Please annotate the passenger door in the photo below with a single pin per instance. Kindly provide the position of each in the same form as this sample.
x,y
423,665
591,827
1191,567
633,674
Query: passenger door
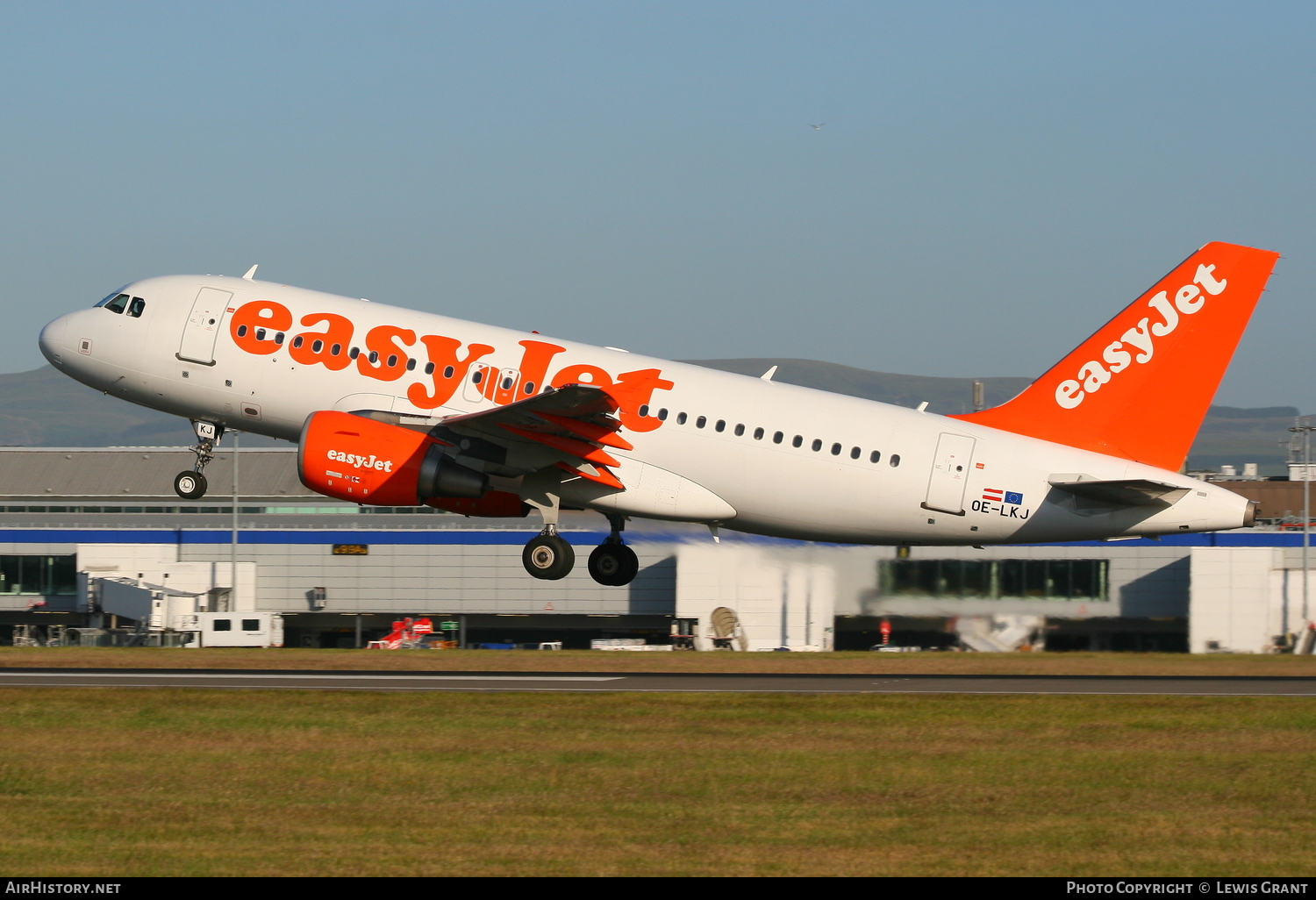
x,y
949,474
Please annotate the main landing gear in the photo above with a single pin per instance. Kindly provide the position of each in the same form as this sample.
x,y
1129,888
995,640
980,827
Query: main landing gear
x,y
191,486
612,562
549,557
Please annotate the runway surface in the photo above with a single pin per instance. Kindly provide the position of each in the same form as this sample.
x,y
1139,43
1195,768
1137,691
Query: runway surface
x,y
615,682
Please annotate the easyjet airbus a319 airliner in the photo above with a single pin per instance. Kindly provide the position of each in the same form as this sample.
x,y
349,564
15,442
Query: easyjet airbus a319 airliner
x,y
395,408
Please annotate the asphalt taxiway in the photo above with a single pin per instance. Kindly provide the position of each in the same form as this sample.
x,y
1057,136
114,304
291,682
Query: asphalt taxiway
x,y
666,682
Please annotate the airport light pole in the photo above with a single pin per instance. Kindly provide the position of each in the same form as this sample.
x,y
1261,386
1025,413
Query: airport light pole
x,y
233,549
1305,428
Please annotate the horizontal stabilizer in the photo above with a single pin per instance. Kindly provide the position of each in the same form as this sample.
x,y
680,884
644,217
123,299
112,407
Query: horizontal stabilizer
x,y
1123,491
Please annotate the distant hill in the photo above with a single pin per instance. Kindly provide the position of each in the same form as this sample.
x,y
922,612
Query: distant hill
x,y
944,395
44,408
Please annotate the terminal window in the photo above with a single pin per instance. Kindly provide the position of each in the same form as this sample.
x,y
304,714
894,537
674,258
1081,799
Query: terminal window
x,y
39,575
995,579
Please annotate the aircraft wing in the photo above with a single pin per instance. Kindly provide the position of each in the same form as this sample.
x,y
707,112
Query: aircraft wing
x,y
571,428
1120,492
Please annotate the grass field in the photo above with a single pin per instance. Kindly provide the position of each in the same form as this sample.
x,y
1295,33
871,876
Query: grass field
x,y
599,661
174,782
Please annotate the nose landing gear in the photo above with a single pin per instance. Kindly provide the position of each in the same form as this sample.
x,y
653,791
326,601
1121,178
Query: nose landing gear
x,y
191,486
612,562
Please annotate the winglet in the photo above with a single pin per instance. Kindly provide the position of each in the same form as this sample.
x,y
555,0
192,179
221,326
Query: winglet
x,y
1140,387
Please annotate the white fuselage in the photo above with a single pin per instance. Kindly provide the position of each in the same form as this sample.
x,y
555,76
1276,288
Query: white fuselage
x,y
734,474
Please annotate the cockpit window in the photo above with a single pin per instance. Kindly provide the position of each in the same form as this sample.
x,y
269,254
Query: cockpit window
x,y
112,296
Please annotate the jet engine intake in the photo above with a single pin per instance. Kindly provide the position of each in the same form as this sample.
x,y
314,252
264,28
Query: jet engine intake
x,y
441,476
363,461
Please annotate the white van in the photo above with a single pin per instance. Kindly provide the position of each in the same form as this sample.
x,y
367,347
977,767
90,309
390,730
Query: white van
x,y
240,629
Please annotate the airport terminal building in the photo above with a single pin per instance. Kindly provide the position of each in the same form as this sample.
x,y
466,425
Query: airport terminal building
x,y
97,547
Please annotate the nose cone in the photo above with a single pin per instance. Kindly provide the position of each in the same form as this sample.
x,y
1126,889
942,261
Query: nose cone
x,y
52,341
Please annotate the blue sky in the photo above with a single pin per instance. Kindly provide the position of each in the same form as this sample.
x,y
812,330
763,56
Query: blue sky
x,y
994,181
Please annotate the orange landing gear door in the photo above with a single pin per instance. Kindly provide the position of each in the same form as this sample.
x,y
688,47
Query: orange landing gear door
x,y
949,474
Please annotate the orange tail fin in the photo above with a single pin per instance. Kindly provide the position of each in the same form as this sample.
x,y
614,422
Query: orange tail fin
x,y
1140,387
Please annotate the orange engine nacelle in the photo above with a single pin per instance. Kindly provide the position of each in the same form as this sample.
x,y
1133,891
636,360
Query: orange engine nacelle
x,y
362,461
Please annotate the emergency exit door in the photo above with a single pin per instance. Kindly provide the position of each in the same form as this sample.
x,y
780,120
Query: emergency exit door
x,y
203,325
949,474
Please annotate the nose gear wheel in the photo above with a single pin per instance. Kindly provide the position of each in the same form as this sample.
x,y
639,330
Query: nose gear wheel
x,y
191,486
613,565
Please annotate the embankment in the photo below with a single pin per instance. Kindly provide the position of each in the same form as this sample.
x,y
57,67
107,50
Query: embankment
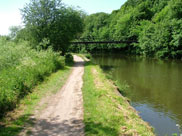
x,y
105,111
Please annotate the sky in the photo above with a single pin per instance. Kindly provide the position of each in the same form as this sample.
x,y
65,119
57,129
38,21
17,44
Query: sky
x,y
10,10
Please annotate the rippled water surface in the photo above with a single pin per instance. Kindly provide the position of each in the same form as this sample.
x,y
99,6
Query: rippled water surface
x,y
155,88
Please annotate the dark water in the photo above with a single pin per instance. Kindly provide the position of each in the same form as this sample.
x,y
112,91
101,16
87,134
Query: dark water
x,y
155,88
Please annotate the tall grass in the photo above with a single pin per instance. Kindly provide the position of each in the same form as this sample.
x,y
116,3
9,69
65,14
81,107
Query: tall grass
x,y
21,68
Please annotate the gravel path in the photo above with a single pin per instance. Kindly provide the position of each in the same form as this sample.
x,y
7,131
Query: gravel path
x,y
64,113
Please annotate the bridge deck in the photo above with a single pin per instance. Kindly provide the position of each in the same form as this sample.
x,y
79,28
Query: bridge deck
x,y
102,42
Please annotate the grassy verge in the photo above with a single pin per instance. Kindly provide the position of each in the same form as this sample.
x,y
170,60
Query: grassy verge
x,y
21,69
15,121
105,112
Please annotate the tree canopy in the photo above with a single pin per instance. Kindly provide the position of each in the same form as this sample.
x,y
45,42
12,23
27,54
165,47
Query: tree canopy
x,y
155,25
52,21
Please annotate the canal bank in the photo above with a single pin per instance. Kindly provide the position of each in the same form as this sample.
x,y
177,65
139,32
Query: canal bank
x,y
105,111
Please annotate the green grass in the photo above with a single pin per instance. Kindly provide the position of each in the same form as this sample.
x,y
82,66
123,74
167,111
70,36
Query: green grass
x,y
14,122
21,69
105,112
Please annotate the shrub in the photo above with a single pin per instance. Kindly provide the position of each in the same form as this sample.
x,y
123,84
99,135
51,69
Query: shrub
x,y
21,68
69,59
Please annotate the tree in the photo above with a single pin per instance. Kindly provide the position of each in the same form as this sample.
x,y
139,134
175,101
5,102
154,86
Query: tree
x,y
51,20
14,31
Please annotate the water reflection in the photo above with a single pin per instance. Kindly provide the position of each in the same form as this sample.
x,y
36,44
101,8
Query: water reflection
x,y
155,88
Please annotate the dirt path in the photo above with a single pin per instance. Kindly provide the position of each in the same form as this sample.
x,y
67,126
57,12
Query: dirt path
x,y
64,113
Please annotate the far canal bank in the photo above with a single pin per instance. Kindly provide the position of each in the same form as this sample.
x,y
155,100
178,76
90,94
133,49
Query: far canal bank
x,y
154,88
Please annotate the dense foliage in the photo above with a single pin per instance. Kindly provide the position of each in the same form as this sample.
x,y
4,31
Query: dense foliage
x,y
52,22
155,25
21,68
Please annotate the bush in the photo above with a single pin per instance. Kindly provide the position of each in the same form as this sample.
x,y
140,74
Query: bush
x,y
88,56
69,59
21,68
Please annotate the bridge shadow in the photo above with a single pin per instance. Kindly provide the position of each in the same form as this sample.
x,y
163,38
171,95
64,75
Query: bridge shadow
x,y
79,64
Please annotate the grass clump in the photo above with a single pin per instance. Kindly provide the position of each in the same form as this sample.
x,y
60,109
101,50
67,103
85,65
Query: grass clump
x,y
105,112
69,59
21,68
21,117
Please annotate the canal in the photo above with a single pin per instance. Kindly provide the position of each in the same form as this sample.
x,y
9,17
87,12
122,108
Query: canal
x,y
155,88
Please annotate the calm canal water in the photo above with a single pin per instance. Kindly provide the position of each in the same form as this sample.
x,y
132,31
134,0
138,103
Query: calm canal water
x,y
155,88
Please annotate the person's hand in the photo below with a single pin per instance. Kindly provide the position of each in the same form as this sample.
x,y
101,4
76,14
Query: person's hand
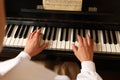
x,y
33,44
84,51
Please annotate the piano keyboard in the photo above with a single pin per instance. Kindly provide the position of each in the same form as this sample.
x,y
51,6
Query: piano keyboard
x,y
61,38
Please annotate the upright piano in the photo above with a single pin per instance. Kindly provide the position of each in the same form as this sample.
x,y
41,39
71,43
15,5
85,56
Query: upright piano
x,y
61,27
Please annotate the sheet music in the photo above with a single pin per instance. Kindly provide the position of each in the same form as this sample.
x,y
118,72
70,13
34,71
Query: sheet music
x,y
72,5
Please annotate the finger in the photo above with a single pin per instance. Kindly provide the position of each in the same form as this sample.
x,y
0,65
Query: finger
x,y
29,35
85,42
88,40
92,43
33,33
80,40
74,48
45,45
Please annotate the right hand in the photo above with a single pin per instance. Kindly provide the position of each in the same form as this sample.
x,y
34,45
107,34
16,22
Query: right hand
x,y
84,51
33,44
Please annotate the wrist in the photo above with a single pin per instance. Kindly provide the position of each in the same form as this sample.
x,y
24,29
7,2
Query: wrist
x,y
88,66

_ _ _ _ _

* WHAT TO PRODUCE *
Scan the preceding listing for the string "below" and copy every line where it occurs.

* OUTPUT FOR THIS TASK *
Please annotate the passenger door in the photo below with a single pin per instance. Kindly provide the position of each in the same form as this sample.
Please annotate the embankment in the photo below with a single pin per instance. Kindly provide the position of each in the same form as this sample.
Please annotate the person's hand in the photo below with a single pin per instance. Kindly provide the position of each in the same form as this sample.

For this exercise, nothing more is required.